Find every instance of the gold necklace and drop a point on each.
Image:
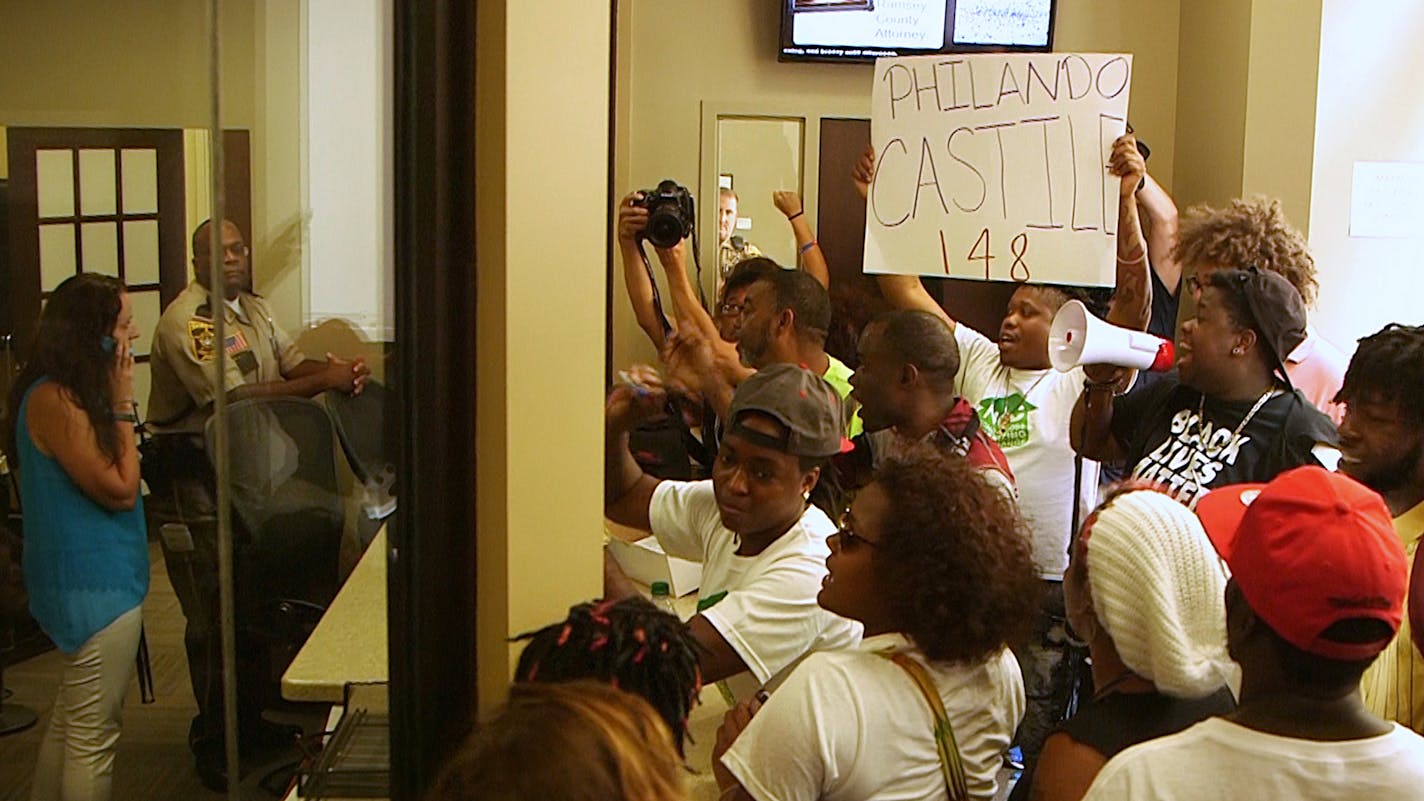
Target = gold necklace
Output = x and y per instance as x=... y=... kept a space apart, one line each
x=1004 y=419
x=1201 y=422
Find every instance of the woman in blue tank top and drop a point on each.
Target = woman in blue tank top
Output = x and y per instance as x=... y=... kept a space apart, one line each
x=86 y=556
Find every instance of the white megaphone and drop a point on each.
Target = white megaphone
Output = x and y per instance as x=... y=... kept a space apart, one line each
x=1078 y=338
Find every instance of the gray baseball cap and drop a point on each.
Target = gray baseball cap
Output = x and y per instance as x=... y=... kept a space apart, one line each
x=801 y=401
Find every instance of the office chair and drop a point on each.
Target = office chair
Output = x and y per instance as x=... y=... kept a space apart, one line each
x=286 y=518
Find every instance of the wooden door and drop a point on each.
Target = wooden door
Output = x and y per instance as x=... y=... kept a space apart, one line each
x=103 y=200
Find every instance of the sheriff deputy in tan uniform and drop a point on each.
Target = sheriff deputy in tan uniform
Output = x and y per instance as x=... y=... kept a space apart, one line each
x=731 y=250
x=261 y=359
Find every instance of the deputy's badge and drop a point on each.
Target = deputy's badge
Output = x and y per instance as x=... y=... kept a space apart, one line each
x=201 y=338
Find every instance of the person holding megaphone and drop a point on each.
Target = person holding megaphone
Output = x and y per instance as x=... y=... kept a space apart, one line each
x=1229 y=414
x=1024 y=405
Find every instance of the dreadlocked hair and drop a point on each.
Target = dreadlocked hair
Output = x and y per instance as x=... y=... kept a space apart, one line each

▸ **Short problem**: The pictures should not be reproduced; quote all of the other material exactly.

▸ **Answer**:
Find every instance of the gold necklace and drop a point on each.
Image:
Target = gold necklace
Output = x and y per instance as x=... y=... kept a space apart, one line each
x=1004 y=419
x=1201 y=422
Find every instance of the woman in blue tank top and drop a point on each.
Target = woman in blue tank top
Output = x and y per instance as x=... y=... kept a space apart, one line each
x=86 y=556
Find every instance of the white megaphone and drop a point on each.
Target = white megaphone
Output = x and y per instance as x=... y=... kept a space apart, one line each
x=1078 y=338
Find every instance of the gray baseball cap and drop a point on each.
Target = gray baseball cap
Output = x and y per instance as x=... y=... kept a space apart, one line each
x=801 y=401
Find every instance of the office chair and drop a point on each.
Target = office chair
Output = x and y per instance as x=... y=... kept a space apart, one line each
x=286 y=518
Find every instance of the wooden door and drop a point on each.
Target = wooden door
Output = x and y per instance as x=... y=... kept a space apart, one line each
x=103 y=200
Find every instance of the sheriff deputy in tan uniform and drop a point on each.
Target = sheriff deputy in tan uniform
Output = x and y per instance as x=... y=... kept a space apart, one line each
x=731 y=250
x=261 y=359
Find every instance of the deputy's badge and drop a point on each.
Target = deputy's badge
Output = x and y per instance as x=... y=... kept a space apart, one line each
x=201 y=338
Find every instance of the person holding megaphone and drop a point on each.
Target = person holding megaphone
Output = x and y per instance as x=... y=... kept a space apart, one line each
x=1229 y=414
x=1024 y=405
Find every instance of the dreadlocked hair and drop a point on each.
Target = dreadlocked hair
Output = x and y per instance as x=... y=... kept a space apart, one line each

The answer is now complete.